Extract each line from the data below that contains the string "door".
---*---
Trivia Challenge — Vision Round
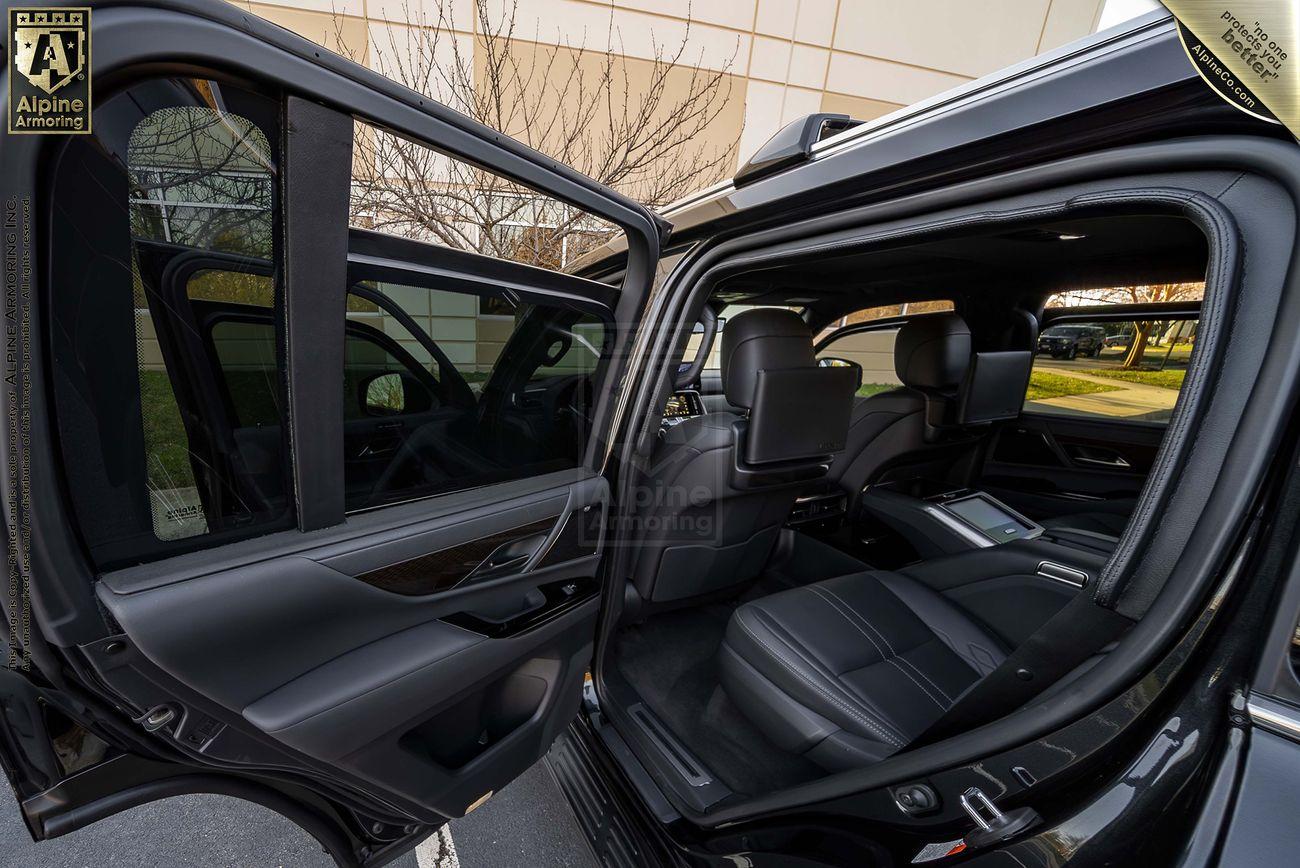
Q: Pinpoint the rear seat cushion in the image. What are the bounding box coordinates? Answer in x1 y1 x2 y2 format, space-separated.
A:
719 570 1006 771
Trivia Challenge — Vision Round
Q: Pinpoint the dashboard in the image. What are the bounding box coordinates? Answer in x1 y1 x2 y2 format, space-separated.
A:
663 390 705 426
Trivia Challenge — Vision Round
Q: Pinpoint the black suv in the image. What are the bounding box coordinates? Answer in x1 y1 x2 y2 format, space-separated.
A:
1039 326 1106 359
0 0 1300 865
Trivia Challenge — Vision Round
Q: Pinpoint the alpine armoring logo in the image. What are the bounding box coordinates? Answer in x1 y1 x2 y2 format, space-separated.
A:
9 8 91 134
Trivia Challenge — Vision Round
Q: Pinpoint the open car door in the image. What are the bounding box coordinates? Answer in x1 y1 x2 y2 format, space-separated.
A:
0 0 664 864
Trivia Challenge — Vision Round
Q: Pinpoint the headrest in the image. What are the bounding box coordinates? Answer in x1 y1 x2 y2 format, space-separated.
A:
894 313 971 391
722 308 815 409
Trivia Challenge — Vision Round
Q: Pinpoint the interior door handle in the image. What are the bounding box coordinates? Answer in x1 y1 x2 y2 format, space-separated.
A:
465 533 550 581
1067 444 1132 470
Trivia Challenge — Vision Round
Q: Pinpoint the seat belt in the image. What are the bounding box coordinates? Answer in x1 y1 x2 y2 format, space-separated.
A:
907 591 1134 748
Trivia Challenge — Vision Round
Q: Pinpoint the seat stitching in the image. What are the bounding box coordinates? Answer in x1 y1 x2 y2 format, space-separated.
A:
754 608 907 741
810 586 953 709
741 610 904 747
827 585 961 704
807 586 946 708
736 611 902 747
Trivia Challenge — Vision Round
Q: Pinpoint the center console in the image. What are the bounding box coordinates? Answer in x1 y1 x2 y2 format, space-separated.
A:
862 479 1043 557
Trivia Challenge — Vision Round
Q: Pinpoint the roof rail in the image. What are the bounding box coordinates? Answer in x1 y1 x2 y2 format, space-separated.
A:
732 112 862 187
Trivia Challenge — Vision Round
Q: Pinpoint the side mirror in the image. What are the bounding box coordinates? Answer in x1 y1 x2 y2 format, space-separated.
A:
358 370 433 416
358 372 406 416
816 356 862 391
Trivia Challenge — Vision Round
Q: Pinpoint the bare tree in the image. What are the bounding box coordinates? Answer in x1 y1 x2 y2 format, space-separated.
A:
334 0 738 268
1048 281 1205 368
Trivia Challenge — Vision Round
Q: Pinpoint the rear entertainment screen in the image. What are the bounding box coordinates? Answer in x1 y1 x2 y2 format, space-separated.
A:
944 498 1022 533
663 392 703 418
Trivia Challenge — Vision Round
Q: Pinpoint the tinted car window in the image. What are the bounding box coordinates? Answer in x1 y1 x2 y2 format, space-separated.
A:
1024 318 1197 424
49 79 294 567
343 282 606 511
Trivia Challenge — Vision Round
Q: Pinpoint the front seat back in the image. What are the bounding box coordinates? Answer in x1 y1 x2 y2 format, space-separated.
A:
829 313 971 500
633 308 855 608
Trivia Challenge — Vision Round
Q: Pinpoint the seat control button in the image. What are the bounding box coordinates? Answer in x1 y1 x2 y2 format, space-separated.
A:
893 784 939 816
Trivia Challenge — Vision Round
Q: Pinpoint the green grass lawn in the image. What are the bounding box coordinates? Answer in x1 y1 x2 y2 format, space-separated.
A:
857 383 898 398
1079 368 1187 391
140 370 194 489
1024 370 1122 400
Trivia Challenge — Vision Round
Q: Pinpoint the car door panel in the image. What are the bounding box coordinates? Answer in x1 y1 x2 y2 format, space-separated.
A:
979 413 1165 518
99 477 607 816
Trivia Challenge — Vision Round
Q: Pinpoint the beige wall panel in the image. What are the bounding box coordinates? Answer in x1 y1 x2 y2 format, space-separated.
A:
475 40 746 197
822 92 902 121
835 0 1049 78
1039 0 1106 55
749 36 790 83
612 0 757 30
367 19 475 112
365 0 475 32
478 0 750 71
785 43 831 90
826 51 970 105
244 3 365 55
244 0 365 17
794 0 837 45
768 87 822 125
740 82 785 164
754 0 800 39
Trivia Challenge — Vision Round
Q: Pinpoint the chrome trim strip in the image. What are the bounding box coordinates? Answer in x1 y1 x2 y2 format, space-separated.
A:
922 504 997 548
1245 694 1300 742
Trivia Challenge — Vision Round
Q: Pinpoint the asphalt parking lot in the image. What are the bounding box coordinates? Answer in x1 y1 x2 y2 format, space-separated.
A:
0 764 594 868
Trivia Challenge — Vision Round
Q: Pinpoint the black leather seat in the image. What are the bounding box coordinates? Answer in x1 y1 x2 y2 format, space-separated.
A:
827 313 1128 546
633 308 854 607
827 313 971 499
719 570 1008 771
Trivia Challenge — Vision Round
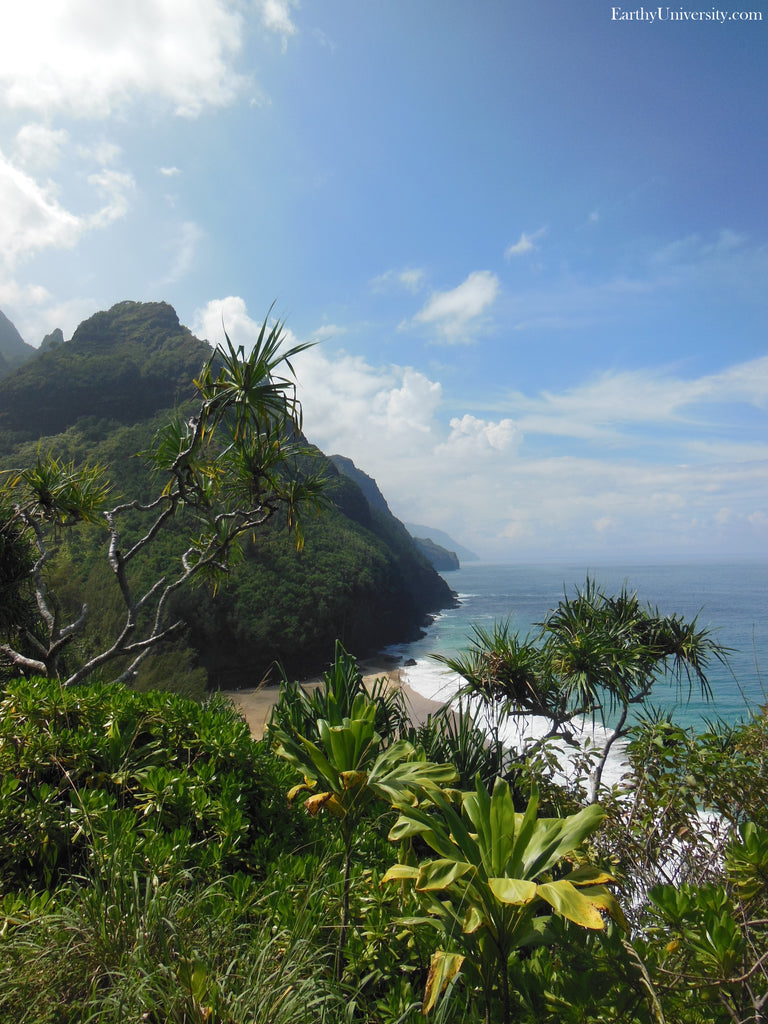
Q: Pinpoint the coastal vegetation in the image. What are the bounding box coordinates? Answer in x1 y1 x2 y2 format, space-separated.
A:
0 302 454 696
0 304 768 1024
0 647 768 1024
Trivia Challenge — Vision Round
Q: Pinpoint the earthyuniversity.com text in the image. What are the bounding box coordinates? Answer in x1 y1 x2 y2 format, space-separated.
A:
610 7 763 25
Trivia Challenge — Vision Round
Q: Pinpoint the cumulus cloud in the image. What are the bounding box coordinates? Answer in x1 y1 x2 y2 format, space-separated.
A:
435 413 522 457
13 124 69 171
0 0 247 118
414 270 499 342
87 169 135 227
191 295 261 351
191 297 768 561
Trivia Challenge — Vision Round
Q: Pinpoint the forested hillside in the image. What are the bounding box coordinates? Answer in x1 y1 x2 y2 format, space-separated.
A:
0 302 454 690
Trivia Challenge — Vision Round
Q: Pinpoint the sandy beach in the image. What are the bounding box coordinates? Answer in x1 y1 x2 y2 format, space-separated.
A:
221 655 441 739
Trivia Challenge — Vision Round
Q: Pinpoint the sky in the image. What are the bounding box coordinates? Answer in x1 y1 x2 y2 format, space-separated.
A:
0 0 768 564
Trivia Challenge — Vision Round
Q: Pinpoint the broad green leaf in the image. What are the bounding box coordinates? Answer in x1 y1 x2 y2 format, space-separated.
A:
488 878 539 905
416 860 472 891
339 771 368 790
537 879 605 931
564 864 615 886
422 949 464 1015
304 793 346 818
381 864 419 885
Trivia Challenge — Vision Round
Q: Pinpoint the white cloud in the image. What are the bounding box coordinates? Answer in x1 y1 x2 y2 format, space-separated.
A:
504 227 547 259
435 413 522 457
189 297 768 560
0 154 85 266
414 270 499 342
87 169 135 227
0 0 244 118
13 124 69 171
261 0 296 52
190 295 261 351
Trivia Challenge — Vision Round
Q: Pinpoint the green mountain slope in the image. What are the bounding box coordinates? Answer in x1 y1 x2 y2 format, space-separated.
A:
0 302 454 688
0 302 209 440
0 310 35 378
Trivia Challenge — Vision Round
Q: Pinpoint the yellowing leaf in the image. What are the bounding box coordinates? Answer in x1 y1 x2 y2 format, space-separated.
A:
488 879 538 905
538 879 605 931
422 949 464 1014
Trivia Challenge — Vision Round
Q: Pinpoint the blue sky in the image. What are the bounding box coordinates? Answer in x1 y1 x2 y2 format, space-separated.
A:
0 0 768 563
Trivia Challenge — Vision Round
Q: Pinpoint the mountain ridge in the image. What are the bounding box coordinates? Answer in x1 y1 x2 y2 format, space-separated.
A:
0 302 455 687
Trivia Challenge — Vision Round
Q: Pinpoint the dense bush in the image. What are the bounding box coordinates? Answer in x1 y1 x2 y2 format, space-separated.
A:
0 648 768 1024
---*---
### Exercise solution
Q: Pinpoint the open car door in the image. What are the bounding box coordinates? Answer in x1 y1 x2 y2 format, space-separated.
Q: Pinpoint the interior door handle in the image. What are the bounding box coordinates? Answer in x1 y1 x2 y2 format, space-separated.
Q: Pinpoint the car door panel in the image. What are the bounding box coordinates? Answer in x1 y1 x2 y2 format, space-separated.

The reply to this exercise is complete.